- To do: Set out every line of the entries below as a Markdown table with the columns Row and Line, numbering the rows and skipping blank lines. Leave the pictures out of the table.

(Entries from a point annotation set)
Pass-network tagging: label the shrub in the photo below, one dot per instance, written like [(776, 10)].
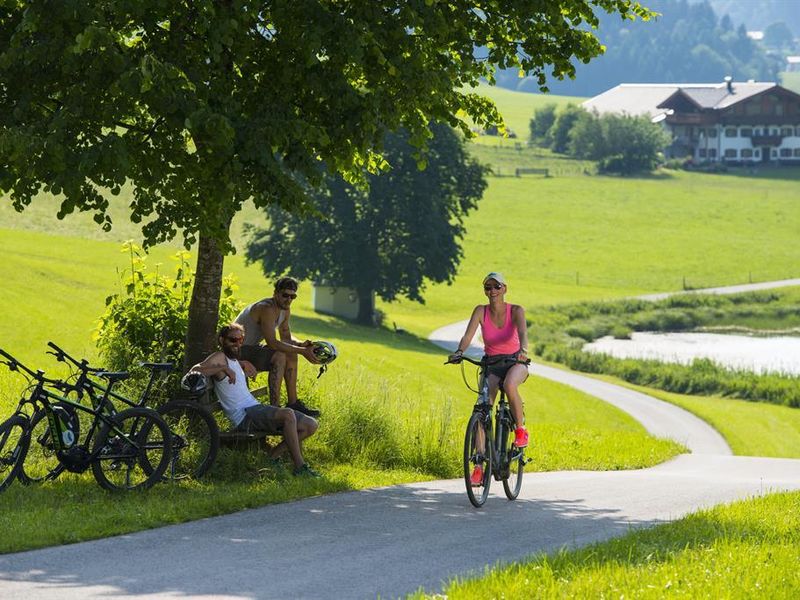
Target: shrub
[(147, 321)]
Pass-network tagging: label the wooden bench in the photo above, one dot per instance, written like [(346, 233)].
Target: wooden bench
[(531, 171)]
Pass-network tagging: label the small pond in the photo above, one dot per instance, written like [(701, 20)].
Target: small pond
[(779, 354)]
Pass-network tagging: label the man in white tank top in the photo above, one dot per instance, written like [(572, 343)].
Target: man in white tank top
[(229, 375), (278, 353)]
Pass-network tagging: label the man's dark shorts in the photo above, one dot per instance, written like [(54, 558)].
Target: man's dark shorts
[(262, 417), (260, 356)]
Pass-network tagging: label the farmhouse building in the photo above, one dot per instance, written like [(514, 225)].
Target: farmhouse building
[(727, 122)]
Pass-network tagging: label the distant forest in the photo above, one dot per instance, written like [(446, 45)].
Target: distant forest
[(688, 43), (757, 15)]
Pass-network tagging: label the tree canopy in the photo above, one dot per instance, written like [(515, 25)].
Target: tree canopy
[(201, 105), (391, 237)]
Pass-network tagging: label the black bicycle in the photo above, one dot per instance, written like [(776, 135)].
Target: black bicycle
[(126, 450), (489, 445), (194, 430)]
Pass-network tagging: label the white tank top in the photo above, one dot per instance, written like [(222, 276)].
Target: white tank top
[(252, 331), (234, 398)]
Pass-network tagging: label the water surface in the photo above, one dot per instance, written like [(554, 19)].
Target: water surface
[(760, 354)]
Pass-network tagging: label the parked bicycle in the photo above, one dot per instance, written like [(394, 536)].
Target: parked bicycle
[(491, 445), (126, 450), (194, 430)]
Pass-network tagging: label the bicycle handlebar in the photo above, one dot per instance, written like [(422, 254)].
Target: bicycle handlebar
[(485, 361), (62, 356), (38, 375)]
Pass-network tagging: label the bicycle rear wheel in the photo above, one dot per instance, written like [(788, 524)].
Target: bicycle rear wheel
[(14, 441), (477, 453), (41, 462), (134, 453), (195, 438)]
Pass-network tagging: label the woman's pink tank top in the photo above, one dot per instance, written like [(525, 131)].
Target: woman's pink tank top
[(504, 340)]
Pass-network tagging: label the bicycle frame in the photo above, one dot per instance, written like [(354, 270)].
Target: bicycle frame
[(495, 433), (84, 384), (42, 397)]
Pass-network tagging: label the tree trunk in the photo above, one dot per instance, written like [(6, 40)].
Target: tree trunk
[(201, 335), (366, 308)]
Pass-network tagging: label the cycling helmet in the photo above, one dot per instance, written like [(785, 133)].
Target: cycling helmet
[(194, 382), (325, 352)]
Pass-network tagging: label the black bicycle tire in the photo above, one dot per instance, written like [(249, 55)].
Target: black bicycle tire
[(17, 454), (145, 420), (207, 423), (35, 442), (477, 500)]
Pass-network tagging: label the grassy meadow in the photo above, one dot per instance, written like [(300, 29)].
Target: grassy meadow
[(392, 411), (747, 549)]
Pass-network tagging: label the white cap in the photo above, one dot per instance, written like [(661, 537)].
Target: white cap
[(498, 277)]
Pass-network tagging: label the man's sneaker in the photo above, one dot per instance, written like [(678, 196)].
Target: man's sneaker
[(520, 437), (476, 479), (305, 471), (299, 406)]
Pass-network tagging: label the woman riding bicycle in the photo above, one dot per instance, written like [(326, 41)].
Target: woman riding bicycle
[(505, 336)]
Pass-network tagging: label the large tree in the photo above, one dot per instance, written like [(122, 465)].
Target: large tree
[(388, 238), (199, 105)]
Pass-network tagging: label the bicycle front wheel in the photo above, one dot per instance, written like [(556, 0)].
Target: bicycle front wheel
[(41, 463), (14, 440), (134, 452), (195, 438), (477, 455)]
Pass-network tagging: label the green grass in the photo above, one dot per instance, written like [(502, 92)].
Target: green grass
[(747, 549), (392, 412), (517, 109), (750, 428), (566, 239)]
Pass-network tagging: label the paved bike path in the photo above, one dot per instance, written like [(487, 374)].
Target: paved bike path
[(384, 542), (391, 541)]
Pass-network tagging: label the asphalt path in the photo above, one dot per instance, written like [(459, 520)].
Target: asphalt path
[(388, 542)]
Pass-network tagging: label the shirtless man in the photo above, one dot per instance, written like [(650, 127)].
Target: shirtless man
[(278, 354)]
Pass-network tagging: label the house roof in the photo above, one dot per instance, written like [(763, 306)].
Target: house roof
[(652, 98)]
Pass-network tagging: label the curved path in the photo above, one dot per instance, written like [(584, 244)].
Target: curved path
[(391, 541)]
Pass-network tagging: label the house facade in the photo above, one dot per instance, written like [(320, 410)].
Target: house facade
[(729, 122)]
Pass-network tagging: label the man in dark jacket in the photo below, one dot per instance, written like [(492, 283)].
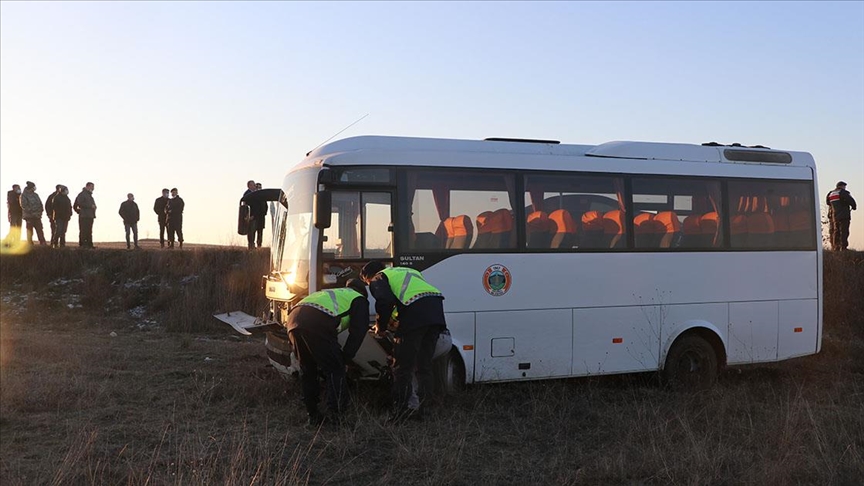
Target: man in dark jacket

- Correct response:
| Row | Line |
|---|---|
| 1 | Pass-network tagging: label the shrub in the photo below, one dot per instance, written like [(776, 10)]. |
| 2 | Target: shrub |
| 3 | [(147, 321)] |
| 4 | Pass-network tagging: label the wooden bench in the photo above, one dot per instance, written like [(346, 233)]. |
| 5 | Target: wooden bench |
| 6 | [(531, 171)] |
| 7 | Pass-network tagging: label the small pond in the photo above, one dot per instance, written like [(701, 20)]. |
| 8 | Target: small pond |
| 9 | [(779, 354)] |
| 10 | Pass-network tagging: label the man in white tank top in the photo above, one dot per instance, written like [(572, 343)]. |
| 11 | Target: man in white tank top |
| 12 | [(229, 375), (278, 353)] |
| 13 | Pass-network tagging: label the man's dark shorts in the photo above, one dot per instance, written like [(54, 558)]. |
| 14 | Target: man's dark shorts |
| 15 | [(262, 417), (260, 356)] |
| 16 | Pass-network tagging: label the farmhouse building in the photo above, one dot per instance, written like [(514, 225)]. |
| 17 | Target: farmhouse building |
| 18 | [(727, 122)] |
| 19 | Pass-network tagging: label the distant forest in the photo above, one dot per instance, written like [(446, 45)]. |
| 20 | Target: distant forest |
| 21 | [(688, 43), (757, 15)] |
| 22 | Pass-network tagging: label the tree canopy in the photo above, one dot per instance, written like [(515, 25)]. |
| 23 | Target: tree canopy |
| 24 | [(201, 105), (391, 237)] |
| 25 | Pass-network tagging: label the black bicycle in the photo above, one dot per instance, written like [(776, 135)]. |
| 26 | Target: black bicycle |
| 27 | [(126, 450), (489, 445), (194, 430)] |
| 28 | Pass-network tagging: label the white tank top in the photo above, one dot per instance, written like [(222, 276)]. |
| 29 | Target: white tank top |
| 30 | [(252, 331), (234, 398)] |
| 31 | Pass-network tagging: label the water surface in the photo above, one dot per instance, written like [(554, 19)]. |
| 32 | Target: water surface |
| 33 | [(760, 354)] |
| 34 | Pass-network tagging: label the parked bicycle in the photo above, one dot per instance, written like [(394, 536)]. |
| 35 | Target: parked bicycle |
| 36 | [(491, 445), (126, 450), (194, 430)] |
| 37 | Pass-network tagging: label the bicycle handlebar in the photo above, one dot per instance, written like [(422, 254)]. |
| 38 | Target: bicycle handlebar |
| 39 | [(485, 361), (62, 356), (38, 375)] |
| 40 | Pass-network tagging: label the bicycle rear wheel in the photo above, one dot per instance, written like [(788, 524)]. |
| 41 | Target: bicycle rear wheel |
| 42 | [(14, 441), (477, 453), (41, 462), (134, 453), (195, 438)] |
| 43 | Pass-network tagging: label the woman's pink tank top in the photo above, one dot per instance, written like [(525, 131)]. |
| 44 | Target: woman's pink tank top |
| 45 | [(504, 340)] |
| 46 | Pass-network tagging: label the bicycle frame in the photo above, one dot per instance, written like [(354, 270)]. |
| 47 | Target: bicycle frame |
| 48 | [(495, 433), (84, 384), (42, 397)] |
| 49 | Pass-network tagging: label the tree trunk in the photo above, one dot per instance, written like [(6, 40)]. |
| 50 | Target: tree trunk |
| 51 | [(201, 335), (366, 308)] |
| 52 | Pass-network tagging: label the cycling helmet in the photo above, one dot per instance, written like [(785, 133)]. |
| 53 | Target: cycling helmet |
| 54 | [(194, 382), (325, 352)] |
| 55 | Pass-network tagging: label the black bicycle tire in the photo above, one dot per instance, written like [(249, 55)]. |
| 56 | Target: black bicycle tire |
| 57 | [(17, 454), (145, 420), (207, 423), (35, 442), (477, 500)] |
| 58 | Pass-network tagging: label the grassy meadow in the photo above, one dot per instance, written like [(300, 29)]. |
| 59 | Target: grassy meadow |
| 60 | [(392, 411), (747, 549)] |
| 61 | Pass-network tagging: label the white cap in the photo above, one dot per instance, written like [(661, 537)]. |
| 62 | Target: white cap |
| 63 | [(498, 277)] |
| 64 | Pass-network tagging: label the man's sneaker in the photo above, one dot per instance, written like [(678, 196)]. |
| 65 | Target: man's sneaker |
| 66 | [(520, 437), (476, 479), (305, 471), (299, 406)] |
| 67 | Pass-network tagging: label the woman riding bicycle in the photo above, one dot per instance, written like [(326, 41)]. |
| 68 | Target: woman riding bicycle |
| 69 | [(505, 336)] |
| 70 | Pass-network tagging: label the large tree in the photo above, one dot per instance, written like [(122, 465)]. |
| 71 | Target: large tree |
| 72 | [(388, 238), (199, 105)] |
| 73 | Pass-network tagging: label the bicycle front wheel in the photo above, one dot per instance, written like [(556, 0)]. |
| 74 | Target: bicycle front wheel |
| 75 | [(41, 463), (14, 440), (134, 452), (195, 438), (477, 455)] |
| 76 | Pass-network tagging: label the green grass in the photo above, one dot per instance, written like [(502, 92)]. |
| 77 | Target: green grass |
| 78 | [(747, 549), (392, 412), (517, 109), (750, 428), (566, 239)] |
| 79 | Pass-network tagging: label the paved bike path in the photo above, one dot per instance, written like [(487, 374)]. |
| 80 | Target: paved bike path |
| 81 | [(384, 542), (391, 541)] |
| 82 | Pass-network tagging: label the asphalt path in the photo above, one dot per instance, written like [(459, 520)]. |
| 83 | Target: asphalt path |
| 84 | [(388, 542)] |
| 85 | Pass-network tagging: label the shirtless man in the photo above, one dot per instance, written like [(650, 127)]. |
| 86 | Target: shirtless man |
| 87 | [(278, 354)] |
| 88 | Pass-network tagging: label the house roof in the photo above, one dot per instance, written like [(763, 306)]. |
| 89 | Target: house roof |
| 90 | [(652, 98)] |
| 91 | Pass-network tagging: label the curved path in the photo above, one dot per instance, written like [(584, 244)]. |
| 92 | Target: curved path |
| 93 | [(391, 541)] |
| 94 | Pass-network tagging: label the house facade in the photo above, one dot per instance, written like [(320, 410)]. |
| 95 | Target: house facade |
| 96 | [(729, 122)] |
| 97 | Pass-network tagging: label the man in dark jacket in the photo below, one dot per instance, written like [(492, 283)]. |
| 98 | Target: man in dark jacket |